# [What you need to do]
In the entries below, which lines run from the one containing "Provide the location of each instance of the green" to the one containing "Provide the location of each instance of the deciduous"? Copy exactly those lines, ends included, and no others.

# [Exercise material]
'''
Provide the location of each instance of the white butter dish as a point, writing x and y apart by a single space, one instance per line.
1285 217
'''
'''
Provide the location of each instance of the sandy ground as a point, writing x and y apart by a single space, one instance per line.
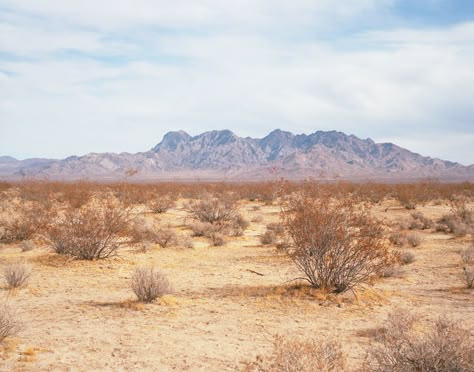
'''
'''
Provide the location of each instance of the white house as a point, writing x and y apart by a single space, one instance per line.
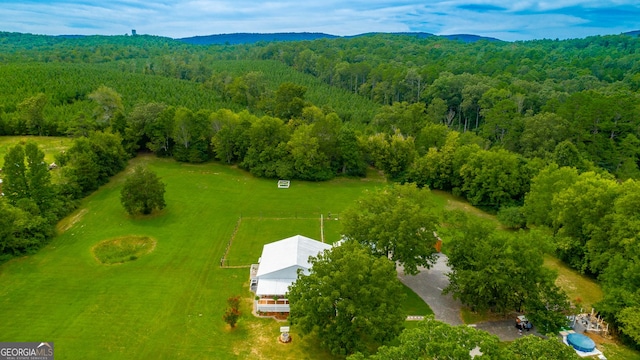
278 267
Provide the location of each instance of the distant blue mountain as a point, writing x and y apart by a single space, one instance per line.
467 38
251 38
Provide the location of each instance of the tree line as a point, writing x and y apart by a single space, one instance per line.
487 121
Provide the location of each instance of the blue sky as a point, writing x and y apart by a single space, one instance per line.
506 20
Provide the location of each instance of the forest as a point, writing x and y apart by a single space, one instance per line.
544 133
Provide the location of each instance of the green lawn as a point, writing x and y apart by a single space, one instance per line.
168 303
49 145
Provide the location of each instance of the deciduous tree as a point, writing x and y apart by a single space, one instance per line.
'''
# [Exercise output]
Provide the location of each instance of the green lawn as a point, writing x and y apart by a single space, one instance per line.
168 303
49 145
Provide the location of each instance of the deciduous tree as a point, writing x and y apart by a single space, one instance per line.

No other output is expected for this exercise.